• _SET TASK_: Print every entry word for word, but omit the pictures.

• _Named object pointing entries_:
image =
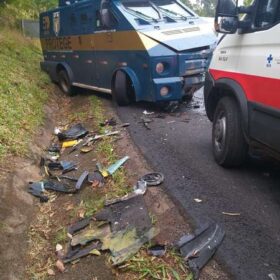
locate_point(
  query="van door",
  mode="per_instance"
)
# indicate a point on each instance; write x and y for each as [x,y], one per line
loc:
[106,57]
[260,65]
[82,23]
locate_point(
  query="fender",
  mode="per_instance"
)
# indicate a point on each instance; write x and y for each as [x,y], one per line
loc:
[213,92]
[134,79]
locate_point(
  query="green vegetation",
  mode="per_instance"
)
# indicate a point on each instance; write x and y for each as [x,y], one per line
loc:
[13,10]
[23,87]
[22,92]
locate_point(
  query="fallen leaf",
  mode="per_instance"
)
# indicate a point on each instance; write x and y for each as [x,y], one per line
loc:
[60,266]
[95,252]
[231,214]
[51,272]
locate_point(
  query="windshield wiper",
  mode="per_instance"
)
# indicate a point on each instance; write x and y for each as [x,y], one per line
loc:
[173,13]
[142,14]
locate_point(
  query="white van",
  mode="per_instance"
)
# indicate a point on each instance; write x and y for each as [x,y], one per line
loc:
[242,90]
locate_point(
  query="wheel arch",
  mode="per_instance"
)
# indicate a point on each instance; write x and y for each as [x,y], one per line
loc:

• _EXERCISE SOLUTION_:
image =
locate_point(
  query="van door",
  mode="per_instance"
)
# indicate a point on each instance; write x and y for each as [x,y], one per line
loc:
[106,57]
[260,65]
[82,23]
locate_point(
  query="fender",
  mode="per_instance"
)
# indicate a point on each instance; write x and y for each as [x,y], one per line
loc:
[213,92]
[134,79]
locate_point(
  query="green vegetation",
  mode="per_instance"
)
# indicate a point on each instance; write x and y for each as [x,y], one per line
loc:
[13,10]
[23,87]
[22,92]
locate_point(
  query="fallen leaf",
  mode="per_instance"
)
# indicate a point on each instance; write x and y for each as [x,y], one per line
loc:
[60,266]
[95,252]
[231,214]
[51,272]
locate_point(
  query="windshield wiper",
  mode="per_instance"
)
# indicate a point on each instance; write x and y for each as [x,y], one per line
loc:
[173,13]
[142,14]
locate_point(
  query="white van",
  mode="per_instance"
)
# indicate a point on each instance; write x and y for each as [x,y], one per line
loc:
[242,90]
locate_point(
  query="wheel arch",
  mode="per_instance"
)
# indicate a point on each instance; write x and y for each as [x,y], one per line
loc:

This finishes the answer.